# [What you need to do]
Recast the lines below as a numbered list, leaving out any blank lines.

# [Excerpted records]
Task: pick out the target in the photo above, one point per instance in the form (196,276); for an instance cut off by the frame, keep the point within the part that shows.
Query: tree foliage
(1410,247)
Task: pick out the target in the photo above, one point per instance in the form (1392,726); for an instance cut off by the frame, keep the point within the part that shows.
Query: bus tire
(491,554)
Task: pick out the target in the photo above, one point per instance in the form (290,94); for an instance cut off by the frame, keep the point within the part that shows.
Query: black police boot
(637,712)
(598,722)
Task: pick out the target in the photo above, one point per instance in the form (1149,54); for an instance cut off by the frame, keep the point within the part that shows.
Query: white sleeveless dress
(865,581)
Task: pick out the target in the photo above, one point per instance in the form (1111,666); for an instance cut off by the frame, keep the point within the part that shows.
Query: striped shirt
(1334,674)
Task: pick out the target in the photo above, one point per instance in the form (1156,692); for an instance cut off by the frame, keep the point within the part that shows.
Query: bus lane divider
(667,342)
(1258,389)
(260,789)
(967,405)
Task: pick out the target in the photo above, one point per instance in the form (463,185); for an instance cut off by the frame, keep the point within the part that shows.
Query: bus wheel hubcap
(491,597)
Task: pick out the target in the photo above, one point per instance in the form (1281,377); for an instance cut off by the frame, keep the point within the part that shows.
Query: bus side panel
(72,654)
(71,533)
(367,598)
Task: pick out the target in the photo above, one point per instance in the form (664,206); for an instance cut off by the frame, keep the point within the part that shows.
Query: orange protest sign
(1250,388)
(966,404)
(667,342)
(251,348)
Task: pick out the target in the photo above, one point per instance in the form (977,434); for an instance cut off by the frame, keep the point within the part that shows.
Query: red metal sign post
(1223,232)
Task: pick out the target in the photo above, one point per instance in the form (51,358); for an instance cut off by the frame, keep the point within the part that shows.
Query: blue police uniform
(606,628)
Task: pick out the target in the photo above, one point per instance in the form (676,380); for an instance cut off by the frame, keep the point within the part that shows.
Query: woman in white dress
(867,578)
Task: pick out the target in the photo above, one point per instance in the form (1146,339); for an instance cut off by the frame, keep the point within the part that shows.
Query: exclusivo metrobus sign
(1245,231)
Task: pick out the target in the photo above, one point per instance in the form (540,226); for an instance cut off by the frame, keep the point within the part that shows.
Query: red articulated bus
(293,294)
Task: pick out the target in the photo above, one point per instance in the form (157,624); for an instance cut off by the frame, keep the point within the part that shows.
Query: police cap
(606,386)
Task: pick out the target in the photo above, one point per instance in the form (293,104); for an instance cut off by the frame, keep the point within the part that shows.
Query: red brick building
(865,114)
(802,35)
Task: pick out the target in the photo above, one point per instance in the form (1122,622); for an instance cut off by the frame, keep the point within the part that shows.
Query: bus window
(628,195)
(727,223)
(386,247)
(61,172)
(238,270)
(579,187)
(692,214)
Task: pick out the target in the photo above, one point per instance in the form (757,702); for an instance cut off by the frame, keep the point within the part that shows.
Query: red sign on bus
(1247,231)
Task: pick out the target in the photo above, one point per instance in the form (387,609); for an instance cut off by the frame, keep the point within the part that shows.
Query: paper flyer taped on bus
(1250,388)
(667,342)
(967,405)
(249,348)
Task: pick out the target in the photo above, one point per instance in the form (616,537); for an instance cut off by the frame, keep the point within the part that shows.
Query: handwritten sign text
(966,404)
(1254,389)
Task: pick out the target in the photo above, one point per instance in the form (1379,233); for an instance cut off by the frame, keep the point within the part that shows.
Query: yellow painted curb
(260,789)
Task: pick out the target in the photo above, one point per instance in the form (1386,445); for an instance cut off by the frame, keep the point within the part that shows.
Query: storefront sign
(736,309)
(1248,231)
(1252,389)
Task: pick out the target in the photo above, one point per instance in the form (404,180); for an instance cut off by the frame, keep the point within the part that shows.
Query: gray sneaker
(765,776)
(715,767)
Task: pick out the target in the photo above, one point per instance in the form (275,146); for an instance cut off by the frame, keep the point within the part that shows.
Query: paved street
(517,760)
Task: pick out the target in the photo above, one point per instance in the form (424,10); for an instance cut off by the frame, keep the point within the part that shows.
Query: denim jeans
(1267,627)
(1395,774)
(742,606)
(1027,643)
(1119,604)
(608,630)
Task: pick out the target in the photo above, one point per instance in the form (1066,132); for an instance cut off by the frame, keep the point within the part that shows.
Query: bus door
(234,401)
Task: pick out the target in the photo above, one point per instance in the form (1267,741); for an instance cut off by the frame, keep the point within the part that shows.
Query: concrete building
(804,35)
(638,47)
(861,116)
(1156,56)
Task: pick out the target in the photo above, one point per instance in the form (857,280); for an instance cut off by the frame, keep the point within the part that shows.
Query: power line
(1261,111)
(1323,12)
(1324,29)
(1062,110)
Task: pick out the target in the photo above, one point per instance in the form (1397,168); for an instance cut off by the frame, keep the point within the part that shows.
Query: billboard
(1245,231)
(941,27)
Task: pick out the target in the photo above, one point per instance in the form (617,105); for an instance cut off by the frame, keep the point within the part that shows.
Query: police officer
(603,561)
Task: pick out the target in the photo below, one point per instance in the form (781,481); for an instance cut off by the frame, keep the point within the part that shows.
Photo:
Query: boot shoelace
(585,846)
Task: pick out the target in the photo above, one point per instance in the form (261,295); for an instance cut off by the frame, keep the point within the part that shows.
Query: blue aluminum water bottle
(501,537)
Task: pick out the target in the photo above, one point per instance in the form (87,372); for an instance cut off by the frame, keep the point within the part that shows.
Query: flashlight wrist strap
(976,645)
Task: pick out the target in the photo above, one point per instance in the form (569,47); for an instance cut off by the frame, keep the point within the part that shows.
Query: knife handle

# [Correct response]
1. Task: pick out the target in the photo above, one point per instance in the form (196,276); for an instance cut off by the frame, keep the point within the part that shows.
2. Query: tree foliage
3. (1410,247)
4. Task: pick out the target in the photo above, one point per instance in the form (1392,726); for an instance cut off by the frame, keep the point within the part that shows.
5. Query: bus tire
6. (491,554)
7. Task: pick out the target in the photo above, one point per instance in the form (290,94); for an instance cut off by the frame, keep the point within the part that shows.
8. Query: black police boot
9. (637,712)
10. (598,722)
11. Task: pick out the target in the photo above, one point per instance in the form (1149,54); for an instance cut off by the frame, keep the point within the part that shows.
12. Query: white sleeveless dress
13. (865,581)
14. Task: pick out the target in the photo above, one point per instance in the form (1111,666); for an instance cut off by the frame, keep the point within the part that shows.
15. Query: striped shirt
16. (1334,674)
17. Task: pick out the target in the photo above, one point per instance in the form (1156,692); for an instance cut off by the frame, keep the point within the part that shows.
18. Query: bus lane divider
19. (667,342)
20. (1258,389)
21. (260,789)
22. (967,405)
23. Task: pick out the target in the photo above, one point per instance in the form (463,185); for an instance cut off by the frame, keep the point within the part that shows.
24. Query: bus wheel hubcap
25. (491,597)
26. Task: pick out the target in the photo above, one point per instance in the form (1281,377); for an instance cut off by the frame, keep the point within the part that shows.
27. Query: bus side panel
28. (72,654)
29. (71,533)
30. (367,598)
31. Task: pick out the target in the photo above, one point per instance in the form (664,206); for an instance cut off by the frame, keep the point within the part that shows.
32. Query: orange protest sign
33. (1250,388)
34. (966,404)
35. (667,342)
36. (251,348)
37. Task: pick out the target in the photo above, one point per instance in the form (977,434); for an instance cut off by the frame, keep the point within the part that shows.
38. Query: red metal sign post
39. (1223,232)
40. Task: pick out the target in the photo above, one point per instance in the form (51,358); for an instance cut off by the frame, keep the point within the part that shows.
41. Query: blue police uniform
42. (606,628)
43. Task: pick out the target in the photo above, one point per instance in the form (676,380); for an instance cut off by the frame, keep the point within the part that shows.
44. Query: woman in white dress
45. (867,578)
46. Task: pick out the target in the photo above, one point per instance in the form (1146,339); for an instance cut off by the frame, keep the point within the part that shows.
47. Query: exclusivo metrobus sign
48. (1245,231)
49. Task: pick out the target in the photo above, one point per instance in the form (540,226); for an instance cut off by the frame, keep the point within the part that shows.
50. Query: red articulated bus
51. (293,294)
52. Task: pick out the target in the photo above, one point per instance in the form (157,624); for an instance cut off by the frame, keep the point within the part that shows.
53. Query: police cap
54. (606,386)
55. Task: pick out the target in the photo above, one point per instance in the form (293,104); for an instance cut off by the frame, keep the point within the part that shows.
56. Query: red brick building
57. (865,114)
58. (802,35)
59. Task: pick out the target in the photo above, one point per instance in the form (1122,622); for an instance cut off by the frame, keep the point within the part that shows.
60. Query: bus window
61. (628,195)
62. (727,223)
63. (386,247)
64. (61,172)
65. (238,270)
66. (579,187)
67. (692,214)
68. Task: pick out the target in the photo above, one point per instance in the form (757,702); for an instance cut off by the frame, keep the point within the part that shows.
69. Query: red sign on bus
70. (1247,231)
71. Task: pick out the target in the photo above, one point per instance in the form (387,609); for an instance cut off by the frame, keep the point within the part that shows.
72. Query: paper flyer taped on bus
73. (1250,388)
74. (667,342)
75. (967,405)
76. (249,348)
77. Task: pick out the target in the photo above, one point per instance in the form (616,537); for an instance cut off by the frame, keep the point within the part that shows.
78. Query: handwritten sign text
79. (966,404)
80. (1254,389)
81. Task: pick out the target in the photo above, one point per instance in the form (1379,233); for an instance cut off by the frame, keep the point within the part that shows.
82. Query: yellow painted curb
83. (260,789)
84. Task: pick out the target in the photo above, one point per instance in the form (1386,445); for an instance cut off by the frame, keep the point within the part that shows.
85. Query: storefront sign
86. (736,309)
87. (1248,231)
88. (1252,389)
89. Task: pick out the target in the photo above, one point per instance in the form (404,180); for an instance cut off by the frame, keep the point within the part that shows.
90. Query: gray sneaker
91. (765,776)
92. (715,767)
93. Task: pick out the target in the photo above, one point per instance in the form (275,146); for an instance cut off by the frame, keep the point within the part that shows.
94. Query: paved street
95. (517,760)
96. Task: pick out the target in the photo above, one point per instance in the form (424,10); for an instance cut off by the frame, keep the point within the part that shows.
97. Query: denim jeans
98. (1267,627)
99. (1395,774)
100. (742,606)
101. (1027,643)
102. (1119,604)
103. (608,630)
104. Task: pick out the target in the photo above, one point per instance in the form (1066,132); for an instance cut off by the frame, keep the point within the part that shows.
105. Query: bus door
106. (234,401)
107. Task: pick out the target in the photo above, one point per instance in the form (1267,741); for an instance cut off by the frame, keep the point within the part that shows.
108. Query: concrete building
109. (804,35)
110. (638,47)
111. (861,116)
112. (1156,56)
113. Task: pick out the target in the photo above, one point per instance in the form (857,280); for an instance cut off by the frame, keep the point within the part that shows.
114. Query: power line
115. (1261,111)
116. (1323,12)
117. (1324,29)
118. (1062,110)
119. Task: pick out the target in the photo above, one point per instance in the form (1397,168); for an instance cut off by the frame, keep the point within the part that shows.
120. Query: billboard
121. (1245,231)
122. (941,27)
123. Task: pick out the target in the photo above, one point per instance in the form (617,105); for an instance cut off by the frame, keep the point within the part that shows.
124. Query: police officer
125. (603,561)
126. Task: pick out the target in the photo below, one point per instance in the form (781,481); for an instance cut off by the frame, keep the point within the part that shows.
127. Photo:
128. Query: boot shoelace
129. (585,846)
130. Task: pick out the target in the photo above, one point per instance in the form (261,295); for an instance cut off by the frame, keep the point within the part that shows.
131. Query: blue aluminum water bottle
132. (501,537)
133. Task: pick out the target in the photo above, one point per instance in the form (87,372); for an instance cut off by the frame, keep the point within the part that shows.
134. Query: flashlight wrist strap
135. (976,645)
136. Task: pick out the target in the photo above, one point per instance in the form (569,47); for an instance cut off by the frame, keep the point within the part that shows.
137. Query: knife handle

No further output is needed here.